* _SET PROBLEM_:
Your task is to quote the material that follows, in full and exactly.
○ ○ ○
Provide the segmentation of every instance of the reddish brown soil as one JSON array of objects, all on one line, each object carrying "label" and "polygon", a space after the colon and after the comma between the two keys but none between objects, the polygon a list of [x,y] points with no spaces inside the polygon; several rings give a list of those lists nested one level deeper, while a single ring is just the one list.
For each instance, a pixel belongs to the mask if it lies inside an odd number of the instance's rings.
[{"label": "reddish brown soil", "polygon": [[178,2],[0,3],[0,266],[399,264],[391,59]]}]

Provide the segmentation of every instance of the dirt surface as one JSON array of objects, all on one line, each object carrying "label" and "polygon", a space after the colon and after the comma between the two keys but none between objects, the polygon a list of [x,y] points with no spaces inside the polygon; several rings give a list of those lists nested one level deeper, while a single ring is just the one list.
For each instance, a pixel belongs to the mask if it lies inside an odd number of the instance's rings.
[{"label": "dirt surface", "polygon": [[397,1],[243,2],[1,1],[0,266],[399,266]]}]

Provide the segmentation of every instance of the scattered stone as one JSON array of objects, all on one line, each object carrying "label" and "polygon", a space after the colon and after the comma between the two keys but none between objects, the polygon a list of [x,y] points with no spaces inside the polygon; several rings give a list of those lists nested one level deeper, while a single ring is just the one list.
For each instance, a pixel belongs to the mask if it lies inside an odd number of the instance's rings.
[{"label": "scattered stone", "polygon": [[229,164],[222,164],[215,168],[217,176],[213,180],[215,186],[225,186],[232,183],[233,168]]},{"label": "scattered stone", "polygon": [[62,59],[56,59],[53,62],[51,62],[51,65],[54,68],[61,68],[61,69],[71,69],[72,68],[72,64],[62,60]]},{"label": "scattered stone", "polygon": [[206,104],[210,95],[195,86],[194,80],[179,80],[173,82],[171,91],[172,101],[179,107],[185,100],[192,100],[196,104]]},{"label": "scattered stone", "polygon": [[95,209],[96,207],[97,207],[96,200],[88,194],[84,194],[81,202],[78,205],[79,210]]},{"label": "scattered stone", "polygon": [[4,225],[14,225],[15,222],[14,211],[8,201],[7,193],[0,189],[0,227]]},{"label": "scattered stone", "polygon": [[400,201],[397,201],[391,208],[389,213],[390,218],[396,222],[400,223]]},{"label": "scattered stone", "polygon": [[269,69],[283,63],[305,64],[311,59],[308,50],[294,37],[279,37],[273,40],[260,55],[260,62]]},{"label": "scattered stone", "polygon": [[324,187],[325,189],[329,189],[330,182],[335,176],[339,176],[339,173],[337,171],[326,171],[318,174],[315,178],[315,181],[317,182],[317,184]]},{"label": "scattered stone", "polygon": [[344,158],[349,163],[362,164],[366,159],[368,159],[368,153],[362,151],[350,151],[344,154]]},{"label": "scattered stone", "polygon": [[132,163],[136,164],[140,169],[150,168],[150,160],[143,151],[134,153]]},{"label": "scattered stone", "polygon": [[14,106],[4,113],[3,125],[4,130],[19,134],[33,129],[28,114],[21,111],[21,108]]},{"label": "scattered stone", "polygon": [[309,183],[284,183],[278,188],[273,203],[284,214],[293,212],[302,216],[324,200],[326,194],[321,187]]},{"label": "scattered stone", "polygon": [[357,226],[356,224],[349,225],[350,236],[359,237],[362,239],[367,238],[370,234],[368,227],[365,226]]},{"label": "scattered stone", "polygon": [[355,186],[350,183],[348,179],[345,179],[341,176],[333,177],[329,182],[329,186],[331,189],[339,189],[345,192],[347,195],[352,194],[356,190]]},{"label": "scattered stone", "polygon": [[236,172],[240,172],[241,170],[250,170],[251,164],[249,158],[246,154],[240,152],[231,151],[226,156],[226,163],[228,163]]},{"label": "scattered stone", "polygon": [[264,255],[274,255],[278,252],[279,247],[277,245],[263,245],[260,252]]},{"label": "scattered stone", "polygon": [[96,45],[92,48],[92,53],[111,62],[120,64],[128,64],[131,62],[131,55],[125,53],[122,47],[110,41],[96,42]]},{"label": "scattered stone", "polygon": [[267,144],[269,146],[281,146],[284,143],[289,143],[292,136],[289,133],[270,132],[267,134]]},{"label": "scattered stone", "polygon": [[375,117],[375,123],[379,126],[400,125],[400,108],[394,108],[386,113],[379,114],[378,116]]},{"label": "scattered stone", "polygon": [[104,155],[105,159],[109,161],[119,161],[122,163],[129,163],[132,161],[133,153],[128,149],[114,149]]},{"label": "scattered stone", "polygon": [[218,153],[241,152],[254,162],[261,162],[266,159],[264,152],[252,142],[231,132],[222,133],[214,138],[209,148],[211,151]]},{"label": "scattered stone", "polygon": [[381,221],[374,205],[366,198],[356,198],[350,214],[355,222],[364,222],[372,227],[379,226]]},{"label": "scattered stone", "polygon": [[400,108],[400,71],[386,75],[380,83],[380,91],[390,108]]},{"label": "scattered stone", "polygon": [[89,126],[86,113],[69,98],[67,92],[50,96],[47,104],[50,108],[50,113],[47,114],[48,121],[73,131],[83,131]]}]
○ ○ ○
* _TASK OUTPUT_:
Provide the segmentation of every instance of the reddish brown soil as one JSON array of objects, all on one line, each object carrying "label" and "polygon", a space after the colon and after the comma between the two keys but none between objects, the polygon a list of [x,y] points with no spaces inside the polygon; several rings give a list of those lists nested one level deeper, while a single ring is just the one list.
For each instance, a pixel belongs to the mask if it lies inside an odd number of the instance's rings.
[{"label": "reddish brown soil", "polygon": [[178,2],[0,3],[0,266],[399,264],[391,59]]}]

Provide the segmentation of every instance of the dirt surface as one JSON array of objects, all on one line, each object carrying "label" and "polygon", a space after the colon and after the comma between the two keys but none between objects, the polygon a list of [x,y] points with no spaces inside the polygon; several rings give a list of those lists nested one level deeper, while a single ring is just the one list.
For each instance, a pixel belongs to the mask if it lies inside an odd number of the instance's rings.
[{"label": "dirt surface", "polygon": [[397,1],[243,2],[1,1],[0,266],[399,266]]}]

Provide the segmentation of every instance of the scattered stone as one JSON array of objects, all on one line, each object carrying "label" and "polygon", a space after the colon and after the comma between the two keys but none between objects, the polygon a list of [x,y] points with no spaces inside the polygon; several rings give a list of those lists nested one level deeper, while a single ring is just the one list.
For each instance, a pixel belongs to the mask if it lies inside an odd number of the instance's rings.
[{"label": "scattered stone", "polygon": [[229,164],[222,164],[215,168],[217,176],[213,180],[215,186],[225,186],[232,183],[233,168]]},{"label": "scattered stone", "polygon": [[62,59],[56,59],[53,62],[51,62],[51,65],[54,68],[61,68],[61,69],[71,69],[72,68],[72,64],[62,60]]},{"label": "scattered stone", "polygon": [[206,104],[210,95],[195,86],[194,80],[179,80],[173,82],[171,91],[172,101],[179,107],[185,100],[192,100],[196,104]]},{"label": "scattered stone", "polygon": [[95,209],[96,207],[97,207],[96,200],[88,194],[84,194],[81,202],[78,205],[79,210]]},{"label": "scattered stone", "polygon": [[4,225],[14,225],[15,222],[14,211],[8,201],[7,193],[0,189],[0,227]]},{"label": "scattered stone", "polygon": [[400,201],[397,201],[391,208],[389,213],[390,218],[396,222],[400,223]]},{"label": "scattered stone", "polygon": [[269,69],[283,63],[305,64],[311,59],[308,50],[294,37],[279,37],[273,40],[260,55],[260,62]]},{"label": "scattered stone", "polygon": [[324,187],[325,189],[329,189],[330,182],[335,176],[339,176],[339,173],[337,171],[326,171],[318,174],[315,178],[315,181],[317,182],[317,184]]},{"label": "scattered stone", "polygon": [[344,158],[349,163],[362,164],[366,159],[368,159],[368,153],[362,151],[350,151],[344,154]]},{"label": "scattered stone", "polygon": [[132,163],[136,164],[140,169],[150,168],[150,160],[143,151],[134,153]]},{"label": "scattered stone", "polygon": [[14,106],[4,113],[3,125],[4,130],[19,134],[33,129],[28,114],[21,111],[21,108]]},{"label": "scattered stone", "polygon": [[309,183],[284,183],[278,188],[273,203],[284,214],[293,212],[302,216],[324,200],[326,194],[321,187]]},{"label": "scattered stone", "polygon": [[357,226],[356,224],[349,225],[350,236],[359,237],[362,239],[367,238],[370,234],[368,227],[365,226]]},{"label": "scattered stone", "polygon": [[355,186],[350,183],[348,179],[345,179],[341,176],[333,177],[329,182],[329,186],[331,189],[339,189],[345,192],[347,195],[352,194],[356,190]]},{"label": "scattered stone", "polygon": [[236,172],[240,172],[241,170],[250,170],[251,164],[249,158],[246,154],[240,152],[231,151],[226,156],[226,163],[228,163]]},{"label": "scattered stone", "polygon": [[264,255],[274,255],[278,252],[279,247],[277,245],[263,245],[260,252]]},{"label": "scattered stone", "polygon": [[96,45],[92,48],[92,53],[111,62],[120,64],[128,64],[131,62],[131,55],[125,53],[122,47],[110,41],[96,42]]},{"label": "scattered stone", "polygon": [[267,144],[269,146],[281,146],[284,143],[289,143],[292,136],[289,133],[270,132],[267,134]]},{"label": "scattered stone", "polygon": [[375,117],[375,123],[379,126],[400,125],[400,108],[394,108],[386,113],[379,114],[378,116]]},{"label": "scattered stone", "polygon": [[104,155],[105,159],[109,161],[119,161],[122,163],[129,163],[132,161],[133,153],[128,149],[114,149]]},{"label": "scattered stone", "polygon": [[218,153],[241,152],[254,162],[261,162],[266,159],[264,152],[252,142],[231,132],[222,133],[214,138],[209,148],[211,151]]},{"label": "scattered stone", "polygon": [[381,221],[374,205],[366,198],[356,198],[350,214],[355,222],[364,222],[372,227],[379,226]]},{"label": "scattered stone", "polygon": [[400,108],[400,71],[386,75],[380,83],[380,91],[390,108]]},{"label": "scattered stone", "polygon": [[89,126],[86,113],[69,98],[67,92],[50,96],[47,104],[50,108],[50,113],[47,114],[48,121],[73,131],[83,131]]}]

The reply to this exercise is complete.